__RECORDS FOR THE TASK__
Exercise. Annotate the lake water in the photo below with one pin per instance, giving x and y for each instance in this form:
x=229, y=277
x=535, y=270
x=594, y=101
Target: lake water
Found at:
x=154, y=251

--

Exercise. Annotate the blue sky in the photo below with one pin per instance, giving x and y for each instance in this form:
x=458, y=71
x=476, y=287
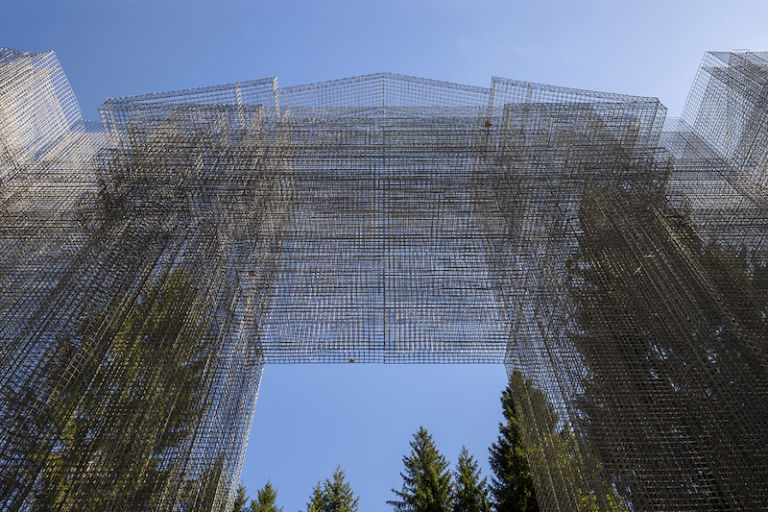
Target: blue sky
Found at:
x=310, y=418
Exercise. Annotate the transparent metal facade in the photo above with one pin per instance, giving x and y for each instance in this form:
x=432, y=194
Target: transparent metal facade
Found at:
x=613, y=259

__DIRECTIONS FOR THIS TASK__
Whenever a line above includes the string "Target", copy it.

__WRITTEN RESPONSE__
Target: lake water
Target: blue sky
Target: transparent metal facade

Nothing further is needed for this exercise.